60th Grey Cup
| Hamilton Tiger-Cats | Saskatchewan Roughriders |
| (11–3) | (8–8) |
| 13 | 10 |
| Head coach: Jerry Williams | Head coach: Dave Skrien |
|  | 1 | 2 | 3 | 4 | Total |
| Hamilton Tiger-Cats | 10 | 0 | 0 | 3 | 13 |
| Saskatchewan Roughriders | 0 | 10 | 0 | 0 | 10 |
- Date: December 3, 1972
- Stadium: Ivor Wynne Stadium
- Location: Hamilton
- Most Valuable Player: Chuck Ealey, QB (Tiger-Cats)
- Most Valuable Canadian: Ian Sunter, K (Tiger-Cats)
- National anthem: Bobby Curtola
- Attendance: 33,993

Broadcasters
- Network: CBC, CTV, SRC

= 60th Grey Cup =

1972 Canadian Football championship game

The 60th Grey Cup was played on December 3, 1972, before 33,993 fans at the Ivor Wynne Stadium at Hamilton. It was the last Grey Cup to be played in December until 2021, which, coincidentally, was also held in Hamilton. The Hamilton Tiger-Cats defeated the Saskatchewan Roughriders 13–10.

==Box Score==

First quarter

Hamilton - TD – Dave Fleming 16 yard pass from Chuck Ealey (convert Ian Sunter) 4:16

Hamilton – FG – Ian Sunter 27 yards 1:02

Second quarter

Saskatchewan - TD – Tom Campana 8 yard pass from Ron Lancaster (convert Jack Abendschan) 12:34

Saskatchewan – FG – Jack Abendschan 20 yards 1:41

Third quarter

No scoring

Fourth quarter

Hamilton – FG – Ian Sunter 34 yards 0:00

| Teams | 1 Q | 2 Q | 3 Q | 4 Q | Final |
|---|---|---|---|---|---|
| Hamilton Tiger-Cats | 10 | 0 | 0 | 3 | 13 |
| Saskatchewan Roughriders | 0 | 10 | 0 | 0 | 10 |

==Game summary==

An interception of a Ron Lancaster pass by Hamilton's Al Brenner led to a 16-yard touchdown pass from Chuck Ealey to Dave Fleming. The score stood despite replays clearly showing that Fleming was out of bounds when he caught Ealey's pass. Later in the first quarter Bob Krouse of Hamilton had his first of two blocked punts. Hamilton recovered but had to settle for a 27-yard Ian Sunter field goal. Brenner appeared to have a second interception for a 27-yard touchdown return, but it was called back on a Hamilton offside.

■ Provided data
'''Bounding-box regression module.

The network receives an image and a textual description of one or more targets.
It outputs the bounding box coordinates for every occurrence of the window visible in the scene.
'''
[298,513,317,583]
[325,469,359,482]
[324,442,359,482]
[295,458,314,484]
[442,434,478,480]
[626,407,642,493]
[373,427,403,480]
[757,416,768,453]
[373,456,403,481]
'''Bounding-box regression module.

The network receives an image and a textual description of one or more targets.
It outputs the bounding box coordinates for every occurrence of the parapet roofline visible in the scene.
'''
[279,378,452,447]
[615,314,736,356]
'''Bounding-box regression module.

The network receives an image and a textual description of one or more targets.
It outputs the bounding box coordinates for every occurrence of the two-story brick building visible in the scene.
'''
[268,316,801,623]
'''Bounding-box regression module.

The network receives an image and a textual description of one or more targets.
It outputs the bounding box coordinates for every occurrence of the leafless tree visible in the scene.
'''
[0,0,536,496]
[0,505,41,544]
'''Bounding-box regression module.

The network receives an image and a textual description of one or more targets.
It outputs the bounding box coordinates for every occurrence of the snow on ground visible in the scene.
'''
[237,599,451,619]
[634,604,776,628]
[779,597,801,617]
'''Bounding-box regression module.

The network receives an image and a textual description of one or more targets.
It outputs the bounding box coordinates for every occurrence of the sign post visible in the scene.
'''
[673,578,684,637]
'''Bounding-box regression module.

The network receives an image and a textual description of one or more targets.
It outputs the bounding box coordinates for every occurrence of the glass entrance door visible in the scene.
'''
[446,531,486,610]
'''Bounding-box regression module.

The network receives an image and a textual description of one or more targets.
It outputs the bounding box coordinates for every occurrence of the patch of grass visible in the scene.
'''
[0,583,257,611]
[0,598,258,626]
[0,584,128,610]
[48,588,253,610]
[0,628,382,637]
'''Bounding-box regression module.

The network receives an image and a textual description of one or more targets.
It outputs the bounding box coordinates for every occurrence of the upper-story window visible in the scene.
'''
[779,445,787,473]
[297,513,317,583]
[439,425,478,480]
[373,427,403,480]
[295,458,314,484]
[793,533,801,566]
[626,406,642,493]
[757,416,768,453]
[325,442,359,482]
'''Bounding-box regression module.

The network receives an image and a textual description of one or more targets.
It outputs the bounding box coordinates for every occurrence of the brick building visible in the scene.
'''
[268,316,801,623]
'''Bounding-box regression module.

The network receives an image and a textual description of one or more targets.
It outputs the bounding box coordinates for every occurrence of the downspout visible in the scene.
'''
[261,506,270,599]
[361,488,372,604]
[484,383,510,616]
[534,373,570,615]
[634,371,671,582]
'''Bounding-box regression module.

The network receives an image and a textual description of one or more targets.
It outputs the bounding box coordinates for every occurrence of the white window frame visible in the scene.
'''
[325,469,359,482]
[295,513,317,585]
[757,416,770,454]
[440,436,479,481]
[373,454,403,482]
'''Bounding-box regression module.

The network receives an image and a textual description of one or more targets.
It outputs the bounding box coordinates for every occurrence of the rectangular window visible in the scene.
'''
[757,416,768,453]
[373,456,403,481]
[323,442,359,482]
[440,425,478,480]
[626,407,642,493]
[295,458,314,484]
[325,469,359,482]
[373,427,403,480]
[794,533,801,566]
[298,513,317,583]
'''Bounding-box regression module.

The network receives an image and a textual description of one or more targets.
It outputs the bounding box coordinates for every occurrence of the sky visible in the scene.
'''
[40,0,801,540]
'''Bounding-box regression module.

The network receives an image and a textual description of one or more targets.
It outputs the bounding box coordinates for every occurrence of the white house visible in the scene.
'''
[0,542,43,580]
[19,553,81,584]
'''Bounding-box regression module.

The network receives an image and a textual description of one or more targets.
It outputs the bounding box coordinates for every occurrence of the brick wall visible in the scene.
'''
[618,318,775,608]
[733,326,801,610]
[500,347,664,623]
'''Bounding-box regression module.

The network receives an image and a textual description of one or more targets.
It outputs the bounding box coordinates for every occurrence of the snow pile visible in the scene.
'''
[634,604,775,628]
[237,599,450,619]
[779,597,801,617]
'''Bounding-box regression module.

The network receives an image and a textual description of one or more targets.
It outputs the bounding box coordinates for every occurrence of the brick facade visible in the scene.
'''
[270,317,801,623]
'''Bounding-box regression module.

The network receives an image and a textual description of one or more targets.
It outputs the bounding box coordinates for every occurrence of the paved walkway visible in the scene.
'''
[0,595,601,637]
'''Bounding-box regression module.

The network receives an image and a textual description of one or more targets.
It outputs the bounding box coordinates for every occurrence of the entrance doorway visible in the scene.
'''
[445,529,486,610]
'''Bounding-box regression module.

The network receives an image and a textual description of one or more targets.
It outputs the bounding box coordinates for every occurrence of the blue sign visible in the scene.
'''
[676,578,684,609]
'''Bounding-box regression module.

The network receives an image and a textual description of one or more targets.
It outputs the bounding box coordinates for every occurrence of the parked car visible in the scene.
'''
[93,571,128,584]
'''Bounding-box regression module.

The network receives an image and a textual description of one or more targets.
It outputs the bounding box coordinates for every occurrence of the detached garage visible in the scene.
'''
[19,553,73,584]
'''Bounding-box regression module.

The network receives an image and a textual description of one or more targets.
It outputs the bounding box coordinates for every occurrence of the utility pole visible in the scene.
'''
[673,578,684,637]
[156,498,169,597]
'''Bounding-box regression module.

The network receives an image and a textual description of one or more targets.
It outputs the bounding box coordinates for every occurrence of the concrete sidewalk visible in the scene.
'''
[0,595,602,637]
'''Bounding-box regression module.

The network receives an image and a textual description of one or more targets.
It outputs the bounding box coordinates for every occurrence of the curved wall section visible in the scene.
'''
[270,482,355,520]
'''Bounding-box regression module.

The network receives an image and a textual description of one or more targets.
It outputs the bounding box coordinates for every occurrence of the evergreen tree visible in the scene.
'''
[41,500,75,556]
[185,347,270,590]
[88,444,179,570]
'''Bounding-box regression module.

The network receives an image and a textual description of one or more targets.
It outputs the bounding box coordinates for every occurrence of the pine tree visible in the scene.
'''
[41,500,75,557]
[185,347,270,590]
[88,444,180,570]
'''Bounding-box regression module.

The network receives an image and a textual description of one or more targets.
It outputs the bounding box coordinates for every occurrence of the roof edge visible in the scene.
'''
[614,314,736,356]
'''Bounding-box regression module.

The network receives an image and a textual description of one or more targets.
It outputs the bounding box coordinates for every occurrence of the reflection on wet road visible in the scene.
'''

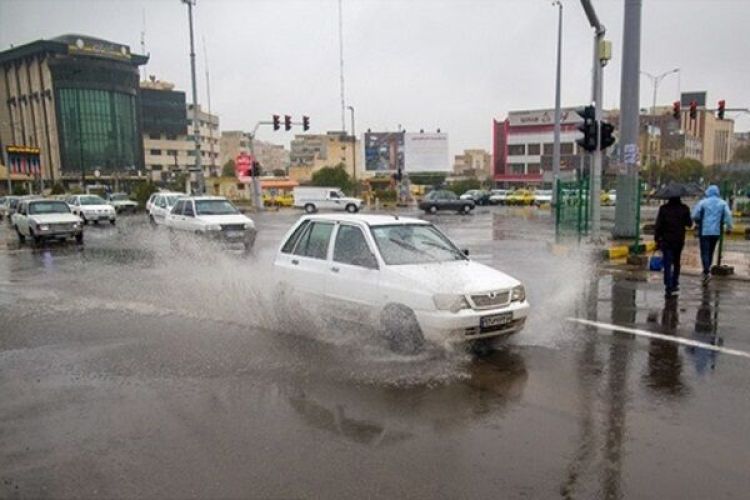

■ Requirement
In the box score of the 60th Grey Cup article, find every field goal and give its kicker, its distance, and its quarter.

■ Completed task
- Ian Sunter, 27 yards, first quarter (Hamilton)
- Jack Abendschan, 20 yards, second quarter (Saskatchewan)
- Ian Sunter, 34 yards, fourth quarter (Hamilton)